SUPPLIED DATA:
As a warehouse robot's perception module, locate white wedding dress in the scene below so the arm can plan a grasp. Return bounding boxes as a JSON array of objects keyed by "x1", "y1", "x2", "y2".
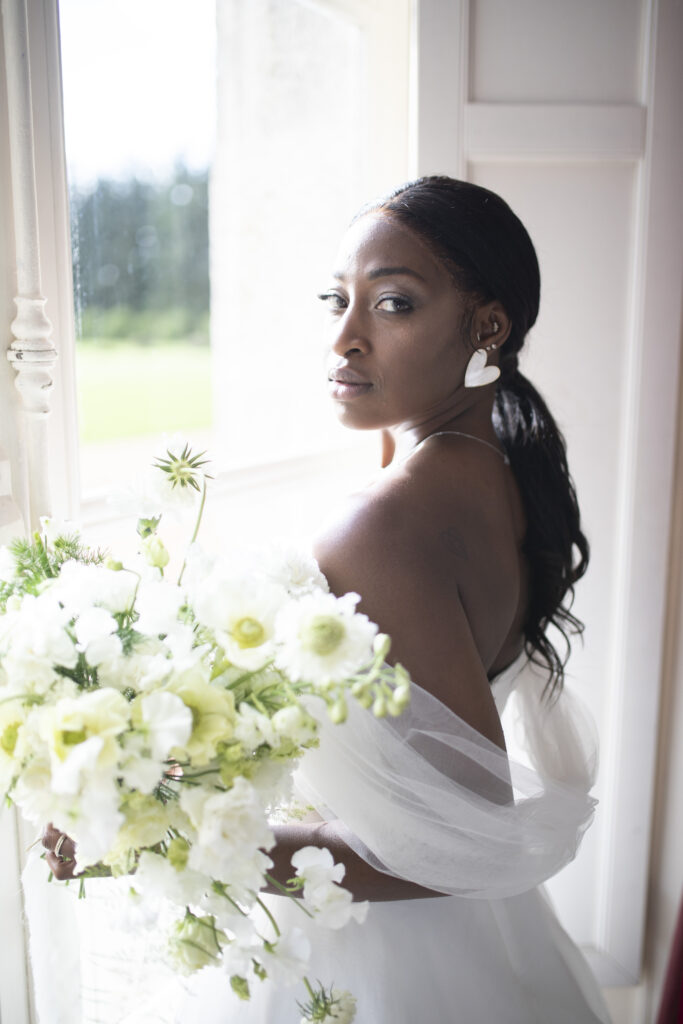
[
  {"x1": 166, "y1": 653, "x2": 610, "y2": 1024},
  {"x1": 23, "y1": 653, "x2": 611, "y2": 1024}
]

ABOUT THIS TASK:
Render all entries verbatim, excluding any pictures they hold.

ANSWER TO THIS PROBLEM:
As a warehouse robot's perception module, locate white wedding dress in the scene below so the arm can plan a grasp. Return bounding boxes as a JSON array of objects keyed by "x1", "y1", "x2", "y2".
[
  {"x1": 166, "y1": 653, "x2": 610, "y2": 1024},
  {"x1": 23, "y1": 653, "x2": 611, "y2": 1024}
]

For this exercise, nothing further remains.